Filter the data below and reproduce in full every line that contains the string "tower".

## Records from a dataset
- - -

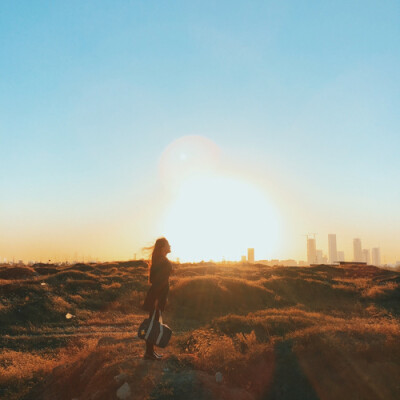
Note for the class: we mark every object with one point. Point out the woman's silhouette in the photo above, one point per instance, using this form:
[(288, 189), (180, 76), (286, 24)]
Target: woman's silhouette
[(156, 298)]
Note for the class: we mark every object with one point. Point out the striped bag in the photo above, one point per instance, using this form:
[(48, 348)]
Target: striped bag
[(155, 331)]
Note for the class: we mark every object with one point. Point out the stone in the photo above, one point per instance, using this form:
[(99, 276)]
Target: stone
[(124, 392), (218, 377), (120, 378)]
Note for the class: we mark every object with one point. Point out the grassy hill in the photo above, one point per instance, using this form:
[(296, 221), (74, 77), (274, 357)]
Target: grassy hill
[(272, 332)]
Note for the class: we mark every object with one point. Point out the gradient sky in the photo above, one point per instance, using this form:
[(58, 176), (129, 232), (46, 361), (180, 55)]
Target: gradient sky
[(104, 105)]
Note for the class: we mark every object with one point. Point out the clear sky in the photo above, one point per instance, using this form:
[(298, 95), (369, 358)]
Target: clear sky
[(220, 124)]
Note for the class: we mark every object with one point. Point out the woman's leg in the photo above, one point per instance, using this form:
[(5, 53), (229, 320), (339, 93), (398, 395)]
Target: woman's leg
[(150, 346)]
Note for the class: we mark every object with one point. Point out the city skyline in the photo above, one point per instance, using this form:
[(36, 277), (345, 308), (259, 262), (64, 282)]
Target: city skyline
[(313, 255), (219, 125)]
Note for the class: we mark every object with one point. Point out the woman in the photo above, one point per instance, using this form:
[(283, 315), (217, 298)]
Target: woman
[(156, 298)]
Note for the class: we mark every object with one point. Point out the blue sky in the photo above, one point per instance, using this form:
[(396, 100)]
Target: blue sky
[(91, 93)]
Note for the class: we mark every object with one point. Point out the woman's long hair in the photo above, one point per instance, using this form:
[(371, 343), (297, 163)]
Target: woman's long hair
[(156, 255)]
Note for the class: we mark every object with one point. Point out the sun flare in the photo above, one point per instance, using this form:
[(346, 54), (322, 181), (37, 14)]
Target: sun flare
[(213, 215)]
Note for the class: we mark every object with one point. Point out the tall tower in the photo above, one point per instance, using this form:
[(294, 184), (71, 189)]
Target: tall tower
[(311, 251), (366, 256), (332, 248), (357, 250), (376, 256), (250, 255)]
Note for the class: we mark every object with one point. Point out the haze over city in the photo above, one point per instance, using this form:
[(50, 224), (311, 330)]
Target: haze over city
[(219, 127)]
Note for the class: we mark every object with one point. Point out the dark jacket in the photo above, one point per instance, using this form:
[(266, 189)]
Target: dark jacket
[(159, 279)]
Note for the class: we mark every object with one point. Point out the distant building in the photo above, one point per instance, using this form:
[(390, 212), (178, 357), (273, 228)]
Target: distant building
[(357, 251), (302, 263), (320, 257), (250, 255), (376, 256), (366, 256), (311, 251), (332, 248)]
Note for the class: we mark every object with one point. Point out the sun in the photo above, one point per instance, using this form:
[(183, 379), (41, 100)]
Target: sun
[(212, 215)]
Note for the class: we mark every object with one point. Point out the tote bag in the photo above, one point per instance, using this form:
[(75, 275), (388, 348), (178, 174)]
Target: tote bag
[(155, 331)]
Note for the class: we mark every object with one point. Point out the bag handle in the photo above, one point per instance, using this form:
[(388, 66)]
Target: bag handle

- - -

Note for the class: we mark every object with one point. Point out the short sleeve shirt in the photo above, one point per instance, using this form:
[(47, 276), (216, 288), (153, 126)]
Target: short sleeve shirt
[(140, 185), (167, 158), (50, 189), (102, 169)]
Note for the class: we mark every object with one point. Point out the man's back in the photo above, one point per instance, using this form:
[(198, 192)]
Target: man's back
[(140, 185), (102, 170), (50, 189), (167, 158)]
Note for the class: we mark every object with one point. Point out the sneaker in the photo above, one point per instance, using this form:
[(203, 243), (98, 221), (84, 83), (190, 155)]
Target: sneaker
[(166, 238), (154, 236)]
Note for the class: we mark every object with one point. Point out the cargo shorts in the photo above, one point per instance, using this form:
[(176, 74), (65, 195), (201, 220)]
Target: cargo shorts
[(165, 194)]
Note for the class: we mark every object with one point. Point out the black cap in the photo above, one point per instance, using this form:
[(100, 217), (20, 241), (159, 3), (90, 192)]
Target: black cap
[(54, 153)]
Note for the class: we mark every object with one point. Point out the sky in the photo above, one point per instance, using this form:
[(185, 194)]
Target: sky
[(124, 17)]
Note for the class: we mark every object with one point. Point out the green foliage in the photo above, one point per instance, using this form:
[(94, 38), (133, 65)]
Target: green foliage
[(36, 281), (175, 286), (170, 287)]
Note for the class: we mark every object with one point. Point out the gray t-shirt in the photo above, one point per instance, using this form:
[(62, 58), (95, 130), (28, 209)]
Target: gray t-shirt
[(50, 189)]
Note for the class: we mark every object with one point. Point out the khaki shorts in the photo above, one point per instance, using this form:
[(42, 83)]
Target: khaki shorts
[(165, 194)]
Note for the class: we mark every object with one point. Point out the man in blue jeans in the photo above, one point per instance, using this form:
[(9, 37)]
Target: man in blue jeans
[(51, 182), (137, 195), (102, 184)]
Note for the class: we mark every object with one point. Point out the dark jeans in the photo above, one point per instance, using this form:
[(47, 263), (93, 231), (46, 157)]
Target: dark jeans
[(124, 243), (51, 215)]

- - -

## WORKED ANSWER
Note for the class: we mark every object with one point. Point out the tall tower in the photo above, one point per instance, using this form:
Target: tall tower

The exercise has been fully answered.